■ **Requirement**
Exactly and only the lines from the one containing "The endpoint marks every instance of the asphalt" through the close of the entries below are to be set down.

■ **Records shown**
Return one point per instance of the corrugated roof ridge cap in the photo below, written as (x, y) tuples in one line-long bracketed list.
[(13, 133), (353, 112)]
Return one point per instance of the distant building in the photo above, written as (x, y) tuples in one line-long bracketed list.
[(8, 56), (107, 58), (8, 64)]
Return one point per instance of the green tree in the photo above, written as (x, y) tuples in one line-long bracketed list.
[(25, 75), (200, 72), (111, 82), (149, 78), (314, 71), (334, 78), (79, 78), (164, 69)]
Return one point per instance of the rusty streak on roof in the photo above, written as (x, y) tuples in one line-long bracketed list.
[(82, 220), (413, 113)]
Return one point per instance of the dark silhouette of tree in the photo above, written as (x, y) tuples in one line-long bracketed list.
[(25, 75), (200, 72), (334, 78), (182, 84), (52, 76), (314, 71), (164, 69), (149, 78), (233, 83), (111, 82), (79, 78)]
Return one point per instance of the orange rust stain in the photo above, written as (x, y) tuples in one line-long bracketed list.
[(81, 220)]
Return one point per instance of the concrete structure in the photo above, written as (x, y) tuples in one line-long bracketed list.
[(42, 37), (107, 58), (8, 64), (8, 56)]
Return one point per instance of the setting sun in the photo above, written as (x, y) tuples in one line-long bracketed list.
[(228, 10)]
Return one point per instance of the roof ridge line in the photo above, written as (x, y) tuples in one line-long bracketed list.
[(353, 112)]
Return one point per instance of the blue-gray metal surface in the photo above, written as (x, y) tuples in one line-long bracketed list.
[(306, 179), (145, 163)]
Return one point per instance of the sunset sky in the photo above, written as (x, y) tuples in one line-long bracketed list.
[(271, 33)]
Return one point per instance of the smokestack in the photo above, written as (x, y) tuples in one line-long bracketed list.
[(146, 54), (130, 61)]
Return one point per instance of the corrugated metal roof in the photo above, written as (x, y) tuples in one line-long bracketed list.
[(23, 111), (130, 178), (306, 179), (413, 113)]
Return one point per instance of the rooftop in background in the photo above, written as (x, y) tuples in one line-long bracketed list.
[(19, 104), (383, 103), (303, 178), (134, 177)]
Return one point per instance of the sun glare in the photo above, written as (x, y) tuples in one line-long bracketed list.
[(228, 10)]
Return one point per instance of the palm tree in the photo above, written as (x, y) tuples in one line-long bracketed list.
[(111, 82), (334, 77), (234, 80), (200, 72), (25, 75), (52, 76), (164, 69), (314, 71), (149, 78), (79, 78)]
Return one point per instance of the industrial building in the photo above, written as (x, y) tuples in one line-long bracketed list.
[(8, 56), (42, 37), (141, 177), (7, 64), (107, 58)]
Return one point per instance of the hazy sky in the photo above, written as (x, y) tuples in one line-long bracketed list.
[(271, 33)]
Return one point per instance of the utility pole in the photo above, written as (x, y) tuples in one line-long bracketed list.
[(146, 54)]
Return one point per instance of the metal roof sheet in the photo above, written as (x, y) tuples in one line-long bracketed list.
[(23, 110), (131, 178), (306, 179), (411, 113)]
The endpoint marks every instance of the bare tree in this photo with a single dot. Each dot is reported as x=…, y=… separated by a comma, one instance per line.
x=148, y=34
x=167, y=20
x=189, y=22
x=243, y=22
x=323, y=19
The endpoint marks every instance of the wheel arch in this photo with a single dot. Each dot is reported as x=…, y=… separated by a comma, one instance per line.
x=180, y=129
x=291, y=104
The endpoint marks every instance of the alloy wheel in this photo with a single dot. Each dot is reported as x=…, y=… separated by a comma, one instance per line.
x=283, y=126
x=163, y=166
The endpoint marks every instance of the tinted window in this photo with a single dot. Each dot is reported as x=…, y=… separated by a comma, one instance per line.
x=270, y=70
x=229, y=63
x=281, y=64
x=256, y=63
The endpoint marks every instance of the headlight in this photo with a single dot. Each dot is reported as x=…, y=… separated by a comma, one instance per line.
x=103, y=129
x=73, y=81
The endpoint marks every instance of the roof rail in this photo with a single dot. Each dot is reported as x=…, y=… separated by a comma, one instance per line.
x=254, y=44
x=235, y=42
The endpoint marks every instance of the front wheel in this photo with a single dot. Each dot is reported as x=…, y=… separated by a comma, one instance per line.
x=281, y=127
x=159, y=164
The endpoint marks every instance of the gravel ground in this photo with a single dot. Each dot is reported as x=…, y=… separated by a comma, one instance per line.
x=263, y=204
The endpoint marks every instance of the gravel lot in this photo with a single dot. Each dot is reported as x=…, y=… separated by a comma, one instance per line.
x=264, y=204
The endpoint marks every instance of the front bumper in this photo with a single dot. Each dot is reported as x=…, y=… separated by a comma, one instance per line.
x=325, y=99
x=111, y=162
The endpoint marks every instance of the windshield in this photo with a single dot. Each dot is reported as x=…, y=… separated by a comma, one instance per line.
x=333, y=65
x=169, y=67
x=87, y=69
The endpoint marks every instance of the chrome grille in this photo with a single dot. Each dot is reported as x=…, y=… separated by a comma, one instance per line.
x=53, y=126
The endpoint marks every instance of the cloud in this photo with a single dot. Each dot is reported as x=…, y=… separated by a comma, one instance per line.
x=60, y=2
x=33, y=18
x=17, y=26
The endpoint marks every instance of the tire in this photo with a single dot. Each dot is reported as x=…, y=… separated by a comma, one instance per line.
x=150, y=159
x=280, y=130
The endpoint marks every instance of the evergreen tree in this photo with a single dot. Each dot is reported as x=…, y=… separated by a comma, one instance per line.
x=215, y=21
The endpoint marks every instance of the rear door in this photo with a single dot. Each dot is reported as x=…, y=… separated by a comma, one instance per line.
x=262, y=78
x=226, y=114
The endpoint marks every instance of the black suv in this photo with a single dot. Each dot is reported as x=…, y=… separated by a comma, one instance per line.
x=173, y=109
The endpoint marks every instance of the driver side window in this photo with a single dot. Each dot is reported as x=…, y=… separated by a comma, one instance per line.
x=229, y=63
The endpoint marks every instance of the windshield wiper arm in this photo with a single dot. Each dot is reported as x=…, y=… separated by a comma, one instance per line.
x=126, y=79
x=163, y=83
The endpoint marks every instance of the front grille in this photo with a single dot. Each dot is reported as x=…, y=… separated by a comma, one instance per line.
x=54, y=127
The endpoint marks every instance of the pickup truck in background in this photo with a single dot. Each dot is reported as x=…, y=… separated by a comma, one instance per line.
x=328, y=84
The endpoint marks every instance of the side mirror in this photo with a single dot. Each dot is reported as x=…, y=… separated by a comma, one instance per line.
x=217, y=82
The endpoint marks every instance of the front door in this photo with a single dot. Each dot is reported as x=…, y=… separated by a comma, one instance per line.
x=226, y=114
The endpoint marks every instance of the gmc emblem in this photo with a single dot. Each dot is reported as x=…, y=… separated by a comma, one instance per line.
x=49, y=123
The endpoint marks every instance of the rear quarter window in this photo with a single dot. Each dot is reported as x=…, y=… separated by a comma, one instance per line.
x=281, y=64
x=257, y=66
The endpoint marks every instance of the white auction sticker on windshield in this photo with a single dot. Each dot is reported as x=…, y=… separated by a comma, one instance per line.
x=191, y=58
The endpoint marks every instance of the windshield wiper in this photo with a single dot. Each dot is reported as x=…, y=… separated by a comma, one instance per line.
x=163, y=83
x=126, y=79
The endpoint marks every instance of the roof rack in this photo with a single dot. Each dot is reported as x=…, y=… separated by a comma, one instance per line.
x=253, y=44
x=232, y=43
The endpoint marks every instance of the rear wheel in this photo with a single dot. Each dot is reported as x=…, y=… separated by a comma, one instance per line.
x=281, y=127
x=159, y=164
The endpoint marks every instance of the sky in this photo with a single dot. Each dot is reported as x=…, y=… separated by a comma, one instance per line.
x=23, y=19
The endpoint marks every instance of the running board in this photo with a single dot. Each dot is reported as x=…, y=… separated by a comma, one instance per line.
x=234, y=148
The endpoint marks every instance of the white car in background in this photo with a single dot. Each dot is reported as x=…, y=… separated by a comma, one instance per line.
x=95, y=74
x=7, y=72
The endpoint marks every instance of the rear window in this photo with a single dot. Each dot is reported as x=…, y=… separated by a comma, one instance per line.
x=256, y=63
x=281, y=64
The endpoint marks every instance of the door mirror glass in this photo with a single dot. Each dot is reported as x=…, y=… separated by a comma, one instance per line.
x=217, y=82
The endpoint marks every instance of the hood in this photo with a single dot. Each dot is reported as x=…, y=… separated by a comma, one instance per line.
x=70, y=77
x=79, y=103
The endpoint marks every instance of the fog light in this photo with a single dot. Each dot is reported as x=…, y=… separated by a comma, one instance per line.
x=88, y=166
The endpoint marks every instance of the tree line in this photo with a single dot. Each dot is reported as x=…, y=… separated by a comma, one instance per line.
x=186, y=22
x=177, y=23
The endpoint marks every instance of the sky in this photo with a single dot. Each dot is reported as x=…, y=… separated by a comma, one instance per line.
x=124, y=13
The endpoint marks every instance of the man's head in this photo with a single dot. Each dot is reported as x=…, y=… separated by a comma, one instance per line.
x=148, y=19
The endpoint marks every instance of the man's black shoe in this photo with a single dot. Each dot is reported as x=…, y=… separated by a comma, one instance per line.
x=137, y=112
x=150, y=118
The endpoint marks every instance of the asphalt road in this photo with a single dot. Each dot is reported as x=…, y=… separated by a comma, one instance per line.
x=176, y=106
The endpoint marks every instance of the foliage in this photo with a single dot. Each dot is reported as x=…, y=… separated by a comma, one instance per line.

■ **Written solution**
The endpoint marks every instance of the asphalt road in this photo with a single dot. Each dot is reported as x=…, y=… separated by a comma, one instance per line.
x=176, y=106
The endpoint marks every instance of the foliage in this photo with a single dot. Each dot is reported as x=…, y=… separated by a comma, one instance per line.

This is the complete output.